Source material section start

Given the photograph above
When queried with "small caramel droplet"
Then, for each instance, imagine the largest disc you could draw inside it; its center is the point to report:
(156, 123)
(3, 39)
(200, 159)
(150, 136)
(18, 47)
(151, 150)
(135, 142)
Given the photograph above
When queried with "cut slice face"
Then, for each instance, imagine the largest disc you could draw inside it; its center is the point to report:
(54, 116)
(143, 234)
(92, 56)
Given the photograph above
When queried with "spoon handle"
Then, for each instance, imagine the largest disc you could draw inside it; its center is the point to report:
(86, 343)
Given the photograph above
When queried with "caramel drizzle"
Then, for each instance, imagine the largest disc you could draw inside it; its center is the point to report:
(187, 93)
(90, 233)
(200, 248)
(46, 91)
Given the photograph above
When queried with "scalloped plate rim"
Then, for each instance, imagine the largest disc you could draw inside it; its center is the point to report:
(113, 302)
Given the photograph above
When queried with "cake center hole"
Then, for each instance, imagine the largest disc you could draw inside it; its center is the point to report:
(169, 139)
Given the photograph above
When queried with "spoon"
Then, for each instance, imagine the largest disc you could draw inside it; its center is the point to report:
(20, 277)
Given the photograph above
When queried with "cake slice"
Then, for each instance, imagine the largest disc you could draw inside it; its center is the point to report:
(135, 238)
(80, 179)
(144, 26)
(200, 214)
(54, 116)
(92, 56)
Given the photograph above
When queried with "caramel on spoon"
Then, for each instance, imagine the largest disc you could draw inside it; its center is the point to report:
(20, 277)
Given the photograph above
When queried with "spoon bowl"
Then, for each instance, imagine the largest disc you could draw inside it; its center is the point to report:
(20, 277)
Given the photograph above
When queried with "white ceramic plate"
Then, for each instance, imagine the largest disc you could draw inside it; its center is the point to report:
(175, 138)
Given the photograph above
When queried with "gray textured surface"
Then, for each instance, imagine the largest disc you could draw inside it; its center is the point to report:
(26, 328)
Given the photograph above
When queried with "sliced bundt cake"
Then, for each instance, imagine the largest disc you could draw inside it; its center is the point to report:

Source material section end

- **Exercise brief**
Could you restate every record above word for word?

- **Response area**
Given the photograph above
When queried with "small caramel droplet"
Then, for each instance, imagine the largest disc you could draw inside it; its center is the point to report:
(156, 123)
(3, 39)
(200, 159)
(150, 136)
(18, 47)
(151, 150)
(135, 142)
Given the photograph above
When queried with "cut slice face"
Then, for each instance, imagine the largest disc you could draw inside it; its center is the point to report:
(54, 116)
(143, 234)
(92, 56)
Given the photograph above
When queried with "spoon handle"
Then, for each instance, imagine the largest disc you could draw inside it; its center is the point to report:
(86, 343)
Given the photograph above
When queried with "caramel drizzle"
Then, for each instance, imagine the largest disc you could draw inside it; its center is the point to report:
(187, 93)
(90, 233)
(200, 248)
(46, 91)
Given the photograph above
When queried with "scalloped plate rim"
Then, for each instance, imagine the largest disc you could draw inside it; its center is the point to report:
(113, 302)
Given the photograph above
When queried with "cake center hole"
Then, for each instance, imagine the largest disc you could draw inside it; its center is the point to report:
(169, 139)
Given the photograph above
When queried with "spoon"
Then, for each instance, imagine the largest disc you could draw inside it; its center is the point to report:
(20, 277)
Given the photograph above
When queried with "cake slice"
Then, for each instance, imagine the largest disc you could draw inside it; its center is the point to report:
(135, 238)
(80, 179)
(144, 26)
(200, 214)
(54, 116)
(92, 56)
Given the photograph above
When queried with "caramel on spoon"
Then, for each instance, imagine the largest disc you could draw inside it; its center is the point to report:
(20, 277)
Given the photograph above
When queried with "spoon bowl"
Then, for each instance, imagine the largest disc you could draw inside it; its center is the point to report:
(20, 277)
Given the photograph above
When queried with "white ceramic plate"
Then, for each instance, imagine the largest disc you could draw inside it; its center is the point to report:
(175, 138)
Given the photograph above
When queried with "gray textured surface"
Then, for each instance, imagine the largest disc you could draw inside it; its center is the point to report:
(26, 328)
Given the photograph above
When queried with "sliced bundt cake"
Then, for each instance, imagine the largest disc you could draw inside it; its center is the point to report:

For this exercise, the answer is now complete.